Task set:
1/ List every person the passage about Anglo Saxon Pfrimmer names.
2/ Resume the passage about Anglo Saxon Pfrimmer after its last sentence.

Supplied passage:

┌──

From the Chariton Leader, October 26, 1954.
One of the few men in recorded history to receive their name in honor of a period in world history, Anglo Saxon Pfrimmer was a lifelong resident of Lucas County, Iowa, where he was a farmer and prominent citizen. Undoubtedly one of the more intriguing names to be featured here in recent months, Pfrimmer earns a spot here on the site due to his being a two-time candidate for the Iowa State House of Representatives in the early 1950s, running as a Democrat. One of twelve children born to Albert Clay (1860-1923) and Martha Ellen (Lipe) Pfrimmer (1866-1941), Anglo Saxon Pfrimmer was born in Lucas County on March 20, 1898.
Bestowed the names Anglo Saxon upon his birth, the reasons as to why he received this name remain unknown. Anglo Saxons (a historic term) describes the group of Germanic people that resided in what is now Great Britain beginning in the 5th century and is also used as the name of a historical period in that area dating from Roman Occupation to the Norman Conquest during the 11th century.

└──

Material supplied:
┌──

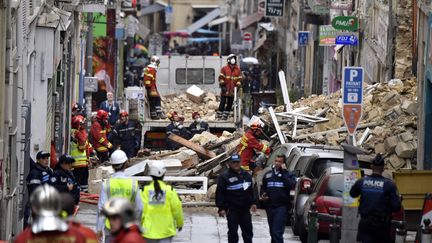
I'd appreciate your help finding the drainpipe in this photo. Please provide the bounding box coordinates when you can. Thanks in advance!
[386,0,395,81]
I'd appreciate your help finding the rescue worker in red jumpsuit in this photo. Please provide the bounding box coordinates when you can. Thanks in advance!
[15,184,86,243]
[90,110,114,163]
[144,56,166,119]
[102,197,145,243]
[216,54,243,120]
[71,115,93,192]
[238,121,271,171]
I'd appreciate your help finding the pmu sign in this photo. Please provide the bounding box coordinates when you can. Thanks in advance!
[342,67,364,135]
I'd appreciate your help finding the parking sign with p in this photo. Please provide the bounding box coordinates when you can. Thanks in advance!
[342,67,364,135]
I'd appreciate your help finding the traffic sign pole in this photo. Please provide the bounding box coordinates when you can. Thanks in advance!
[341,67,364,242]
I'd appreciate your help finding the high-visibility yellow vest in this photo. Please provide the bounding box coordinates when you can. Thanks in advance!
[141,181,183,239]
[71,129,88,168]
[104,178,139,229]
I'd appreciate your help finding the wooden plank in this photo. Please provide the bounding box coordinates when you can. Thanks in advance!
[293,122,382,140]
[206,136,237,150]
[268,107,286,144]
[279,71,292,111]
[168,134,216,159]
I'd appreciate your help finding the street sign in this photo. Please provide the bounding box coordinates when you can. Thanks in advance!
[319,25,338,46]
[298,31,310,46]
[332,16,358,31]
[342,67,364,135]
[265,0,285,17]
[336,35,358,46]
[243,32,252,41]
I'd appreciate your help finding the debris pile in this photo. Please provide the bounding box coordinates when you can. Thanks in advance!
[262,79,417,170]
[162,92,219,121]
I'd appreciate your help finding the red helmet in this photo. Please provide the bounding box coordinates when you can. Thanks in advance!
[167,111,178,121]
[72,115,85,129]
[192,111,201,119]
[250,121,262,131]
[96,110,108,120]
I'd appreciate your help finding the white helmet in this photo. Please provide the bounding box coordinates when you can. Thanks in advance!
[149,160,166,177]
[110,149,128,165]
[150,56,160,66]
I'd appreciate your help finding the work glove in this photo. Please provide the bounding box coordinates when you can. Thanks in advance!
[221,85,227,94]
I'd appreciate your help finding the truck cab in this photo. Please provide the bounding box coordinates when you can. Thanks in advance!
[124,56,242,149]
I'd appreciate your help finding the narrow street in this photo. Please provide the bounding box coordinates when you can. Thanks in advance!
[77,204,300,243]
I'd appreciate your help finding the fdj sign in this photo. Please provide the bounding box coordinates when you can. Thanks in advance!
[332,16,358,31]
[336,35,358,46]
[265,0,285,17]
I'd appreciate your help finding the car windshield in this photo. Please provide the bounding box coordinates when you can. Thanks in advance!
[267,146,287,167]
[324,174,344,197]
[311,159,343,178]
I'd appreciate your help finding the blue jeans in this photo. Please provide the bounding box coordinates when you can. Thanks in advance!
[266,207,288,243]
[227,209,253,243]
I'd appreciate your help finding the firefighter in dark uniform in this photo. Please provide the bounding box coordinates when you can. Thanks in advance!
[54,154,81,205]
[216,154,256,243]
[189,111,209,137]
[261,154,296,243]
[350,154,401,243]
[24,151,56,226]
[109,111,141,158]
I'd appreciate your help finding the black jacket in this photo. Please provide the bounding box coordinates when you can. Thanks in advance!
[54,166,80,204]
[189,122,209,137]
[108,121,141,158]
[350,174,401,217]
[216,169,256,211]
[261,169,296,207]
[26,163,56,195]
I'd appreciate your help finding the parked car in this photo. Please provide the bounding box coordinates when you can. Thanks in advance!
[288,145,372,235]
[299,167,404,242]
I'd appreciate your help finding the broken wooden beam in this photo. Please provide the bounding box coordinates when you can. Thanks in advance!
[293,122,382,140]
[206,136,237,150]
[168,134,216,159]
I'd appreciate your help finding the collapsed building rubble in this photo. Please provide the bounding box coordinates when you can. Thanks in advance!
[262,79,417,171]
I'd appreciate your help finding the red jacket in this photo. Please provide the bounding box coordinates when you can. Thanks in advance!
[219,64,243,96]
[112,225,145,243]
[238,130,270,170]
[15,226,86,243]
[90,120,112,153]
[144,65,159,97]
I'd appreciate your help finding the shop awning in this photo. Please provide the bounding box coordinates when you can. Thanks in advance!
[186,8,220,34]
[187,37,223,43]
[239,12,264,29]
[208,16,235,27]
[139,3,165,16]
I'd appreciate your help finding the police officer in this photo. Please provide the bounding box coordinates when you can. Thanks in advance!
[24,151,56,226]
[216,154,256,243]
[109,111,141,158]
[350,154,401,243]
[15,184,86,243]
[54,154,80,205]
[261,154,296,243]
[96,150,143,242]
[141,161,184,243]
[102,197,145,243]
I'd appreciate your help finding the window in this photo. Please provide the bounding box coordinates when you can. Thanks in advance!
[324,174,344,197]
[176,68,215,84]
[311,159,343,178]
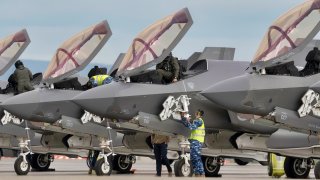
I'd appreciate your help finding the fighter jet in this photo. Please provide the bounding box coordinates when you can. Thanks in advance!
[0,21,178,175]
[201,0,320,178]
[0,29,30,156]
[2,9,270,174]
[69,4,319,178]
[63,9,302,177]
[1,21,118,175]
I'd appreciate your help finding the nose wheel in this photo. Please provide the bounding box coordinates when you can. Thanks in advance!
[14,156,30,175]
[94,154,113,176]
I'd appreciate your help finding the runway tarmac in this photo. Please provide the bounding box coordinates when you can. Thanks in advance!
[0,157,314,180]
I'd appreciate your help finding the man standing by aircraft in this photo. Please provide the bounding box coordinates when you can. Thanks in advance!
[13,60,34,94]
[181,110,205,177]
[300,47,320,76]
[151,52,180,84]
[89,69,112,87]
[151,134,172,176]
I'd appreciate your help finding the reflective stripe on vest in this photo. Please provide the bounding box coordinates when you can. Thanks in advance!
[92,74,109,86]
[189,118,206,143]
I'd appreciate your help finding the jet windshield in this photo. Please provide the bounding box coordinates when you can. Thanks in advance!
[43,21,111,83]
[251,0,320,66]
[0,29,30,75]
[117,8,192,76]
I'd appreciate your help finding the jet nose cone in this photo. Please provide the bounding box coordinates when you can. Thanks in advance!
[1,91,39,120]
[201,75,254,113]
[72,85,114,117]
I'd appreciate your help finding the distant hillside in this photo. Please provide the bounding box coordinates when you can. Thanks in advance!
[0,60,112,80]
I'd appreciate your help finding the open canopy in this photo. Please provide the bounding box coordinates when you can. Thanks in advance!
[117,8,193,76]
[0,29,30,75]
[251,0,320,69]
[43,21,112,83]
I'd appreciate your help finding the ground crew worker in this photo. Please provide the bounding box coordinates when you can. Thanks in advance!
[151,134,172,176]
[89,69,112,87]
[300,47,320,76]
[151,52,180,84]
[181,110,205,177]
[13,60,34,94]
[88,66,100,79]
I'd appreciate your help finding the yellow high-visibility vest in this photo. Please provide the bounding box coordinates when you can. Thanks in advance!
[91,74,109,86]
[189,118,206,143]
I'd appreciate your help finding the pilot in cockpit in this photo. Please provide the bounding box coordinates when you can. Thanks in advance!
[300,47,320,76]
[151,52,180,84]
[88,68,112,88]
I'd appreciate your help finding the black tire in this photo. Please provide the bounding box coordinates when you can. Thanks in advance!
[174,159,193,177]
[14,156,30,175]
[168,159,174,165]
[113,154,132,173]
[284,157,310,179]
[30,154,51,171]
[202,157,220,177]
[94,156,112,176]
[268,161,273,176]
[234,159,249,166]
[314,161,320,179]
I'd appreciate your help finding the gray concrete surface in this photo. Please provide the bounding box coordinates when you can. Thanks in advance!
[0,158,314,180]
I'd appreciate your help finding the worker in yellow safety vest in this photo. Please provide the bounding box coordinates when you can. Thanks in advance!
[90,74,112,87]
[181,110,205,177]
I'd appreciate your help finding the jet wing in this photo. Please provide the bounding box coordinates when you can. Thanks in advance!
[43,20,112,83]
[0,29,30,75]
[251,0,320,69]
[117,8,193,77]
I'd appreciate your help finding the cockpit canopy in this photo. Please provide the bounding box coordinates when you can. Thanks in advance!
[251,0,320,69]
[43,21,112,83]
[0,29,30,75]
[117,8,193,76]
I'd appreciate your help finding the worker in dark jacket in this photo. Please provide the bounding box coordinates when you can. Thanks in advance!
[300,47,320,76]
[13,60,34,94]
[151,52,180,84]
[88,66,100,79]
[151,134,172,176]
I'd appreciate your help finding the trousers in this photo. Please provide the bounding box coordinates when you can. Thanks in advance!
[153,143,172,176]
[190,140,204,175]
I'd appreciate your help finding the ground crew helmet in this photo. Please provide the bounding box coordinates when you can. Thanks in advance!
[14,60,23,68]
[197,109,204,117]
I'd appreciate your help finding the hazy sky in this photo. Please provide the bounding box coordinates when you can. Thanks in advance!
[0,0,310,64]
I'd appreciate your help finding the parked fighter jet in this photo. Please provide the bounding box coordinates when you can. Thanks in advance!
[0,22,177,175]
[1,21,117,175]
[65,9,282,176]
[69,5,319,178]
[0,29,30,158]
[201,0,320,178]
[2,9,270,177]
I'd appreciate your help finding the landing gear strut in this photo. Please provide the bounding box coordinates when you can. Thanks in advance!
[174,138,193,177]
[202,157,221,177]
[14,121,32,175]
[284,157,311,179]
[30,154,53,171]
[314,161,320,179]
[113,154,136,173]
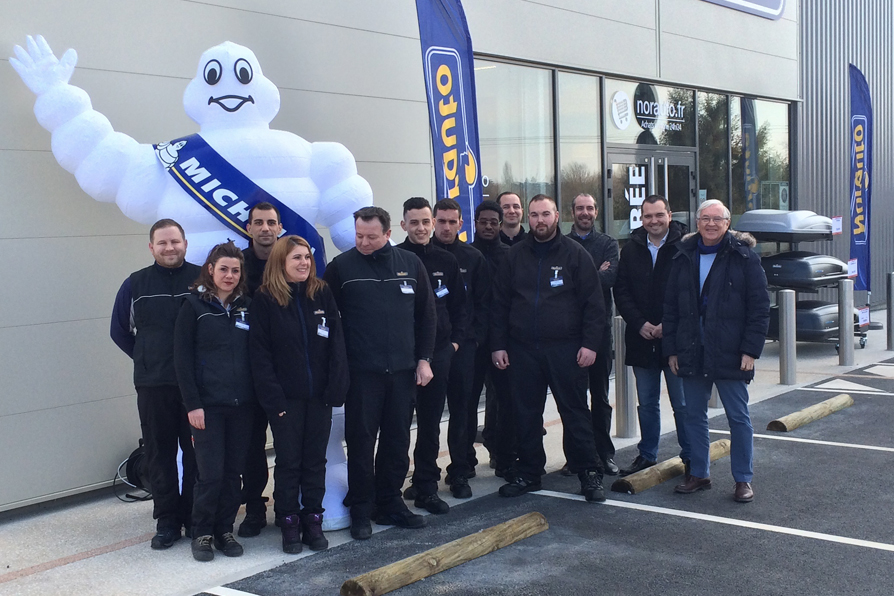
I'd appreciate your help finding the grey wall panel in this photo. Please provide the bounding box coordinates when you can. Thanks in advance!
[797,0,894,306]
[463,0,657,78]
[0,322,134,422]
[0,395,136,510]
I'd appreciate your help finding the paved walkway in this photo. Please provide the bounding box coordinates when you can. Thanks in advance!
[0,313,894,595]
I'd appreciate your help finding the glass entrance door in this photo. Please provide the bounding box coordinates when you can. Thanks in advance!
[605,151,698,245]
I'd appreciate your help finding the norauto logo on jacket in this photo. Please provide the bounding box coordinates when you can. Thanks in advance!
[425,46,478,199]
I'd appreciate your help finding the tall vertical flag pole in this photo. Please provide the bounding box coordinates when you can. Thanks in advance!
[416,0,482,241]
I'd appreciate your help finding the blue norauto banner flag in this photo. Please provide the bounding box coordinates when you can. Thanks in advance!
[849,64,872,291]
[416,0,481,241]
[742,97,761,211]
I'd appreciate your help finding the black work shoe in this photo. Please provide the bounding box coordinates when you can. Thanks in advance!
[192,536,214,563]
[279,513,303,555]
[351,517,372,540]
[214,532,242,557]
[450,476,472,499]
[579,470,605,503]
[602,458,621,476]
[149,528,180,550]
[413,494,450,515]
[376,509,425,529]
[238,512,267,538]
[500,477,543,497]
[621,455,658,477]
[404,484,419,501]
[301,513,329,550]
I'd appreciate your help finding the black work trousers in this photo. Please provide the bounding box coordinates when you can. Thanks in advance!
[472,345,517,471]
[242,404,270,515]
[447,342,480,478]
[270,399,332,519]
[413,343,456,496]
[508,342,601,482]
[344,369,416,518]
[136,385,196,530]
[587,326,615,462]
[192,404,254,536]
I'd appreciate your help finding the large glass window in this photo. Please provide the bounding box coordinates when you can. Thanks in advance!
[558,72,604,232]
[698,92,729,205]
[730,97,792,222]
[605,79,695,147]
[475,60,556,203]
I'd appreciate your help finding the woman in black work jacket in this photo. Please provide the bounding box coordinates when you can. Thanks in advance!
[249,236,349,554]
[174,242,255,561]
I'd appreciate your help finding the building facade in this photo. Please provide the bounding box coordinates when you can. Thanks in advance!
[0,0,894,511]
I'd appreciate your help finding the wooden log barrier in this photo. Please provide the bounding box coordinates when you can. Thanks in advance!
[767,393,854,432]
[340,511,549,596]
[612,439,730,495]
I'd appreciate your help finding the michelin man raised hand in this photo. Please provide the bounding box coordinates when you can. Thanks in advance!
[10,35,372,263]
[10,36,373,530]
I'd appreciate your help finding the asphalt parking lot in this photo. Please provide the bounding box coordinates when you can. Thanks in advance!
[204,360,894,596]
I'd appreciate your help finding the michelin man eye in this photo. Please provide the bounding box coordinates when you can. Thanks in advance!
[205,60,222,85]
[233,58,252,85]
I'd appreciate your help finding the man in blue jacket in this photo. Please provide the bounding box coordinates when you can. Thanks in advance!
[661,200,770,503]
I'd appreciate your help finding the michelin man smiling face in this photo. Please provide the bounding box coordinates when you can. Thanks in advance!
[183,41,279,130]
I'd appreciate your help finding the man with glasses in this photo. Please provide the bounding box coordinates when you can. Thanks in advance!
[491,195,606,501]
[472,201,515,478]
[497,191,527,246]
[615,195,690,476]
[562,193,618,476]
[661,200,770,503]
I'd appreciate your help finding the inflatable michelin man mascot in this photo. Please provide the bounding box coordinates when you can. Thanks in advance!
[10,36,372,530]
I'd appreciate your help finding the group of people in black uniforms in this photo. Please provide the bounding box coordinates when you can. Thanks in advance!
[112,192,766,561]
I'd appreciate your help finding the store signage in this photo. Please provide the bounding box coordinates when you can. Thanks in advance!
[704,0,785,21]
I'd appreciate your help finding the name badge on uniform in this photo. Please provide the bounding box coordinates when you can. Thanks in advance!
[549,271,565,288]
[435,279,450,298]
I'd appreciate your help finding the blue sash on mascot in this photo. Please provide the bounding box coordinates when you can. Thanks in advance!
[153,134,326,276]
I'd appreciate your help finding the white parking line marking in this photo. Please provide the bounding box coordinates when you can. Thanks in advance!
[205,586,257,596]
[804,387,894,396]
[709,428,894,453]
[531,490,894,552]
[810,379,884,393]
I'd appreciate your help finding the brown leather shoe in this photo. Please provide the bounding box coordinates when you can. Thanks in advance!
[733,482,754,503]
[674,476,711,495]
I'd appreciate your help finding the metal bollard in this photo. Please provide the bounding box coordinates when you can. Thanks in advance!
[838,279,854,366]
[887,273,894,352]
[776,290,800,385]
[612,317,638,439]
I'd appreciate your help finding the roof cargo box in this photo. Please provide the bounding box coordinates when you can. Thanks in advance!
[767,300,860,342]
[761,250,847,292]
[736,209,832,242]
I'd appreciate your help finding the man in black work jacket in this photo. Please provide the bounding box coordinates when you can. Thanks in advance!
[110,219,200,550]
[491,195,605,501]
[563,194,618,475]
[239,201,282,538]
[432,199,491,499]
[323,207,437,540]
[398,197,467,514]
[472,201,516,478]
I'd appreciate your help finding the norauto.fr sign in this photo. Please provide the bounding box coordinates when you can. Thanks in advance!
[704,0,785,21]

└──

Replies:
1/ Anglo Saxon Pfrimmer, Albert Clay Pfrimmer, Martha Ellen (Lipe) Pfrimmer

2/
Referred to by most sources as Saxon Pfrimmer, little is known of his early life or education, excepting notice of his being a student at the Wren Hill school. In 1917 Pfrimmer left his native county for a brief residence in Minnesota, where he was employed on a farm. He married in Chariton, Iowa on January 31, 1921, to Edna Roe (1903-1995), to whom he was wed for sixty years. This lengthy union saw the births of five children, Sherman (1922-1998), Robert (1924-1991), Francis Marion (1926-2011), Macel Marie (1932-2010) and a daughter who died in infancy in 1925. Following their marriage, Pfrimmer and wife resided on his farm near Ottercreek Township, and he would follow farming for the remainder of his life. In 1941 he purchased a "farm of 80 acres from his mother's estate" and took up residence there, and would later purchase an additional forty acres of farmland.In addition to operating these farms, Saxon Pfrimmer gained distinction in Lucas County agricultural groups, being head of the Ottercreek 4-H Club, a director of the Lucas County Purebred Swine Breeders Association, and a member of the Lucas County Sheep Improvement Association. In 1952 Pfrimmer made his first run for political office, announcing his candidacy for the Iowa House of Representatives from Lucas County. Following his win in the June 2nd Democratic primary (where he polled 279 votes) Pfrimmer faced off against Republican nominee Raymond T. Pim, and throughout the latter part of 1952 election advertisements for Pfrimmer appeared in various Lucas County newspapers.
From the Chariton Leader, October 21, 1952.
From the Chariton Leader, June 15, 1954.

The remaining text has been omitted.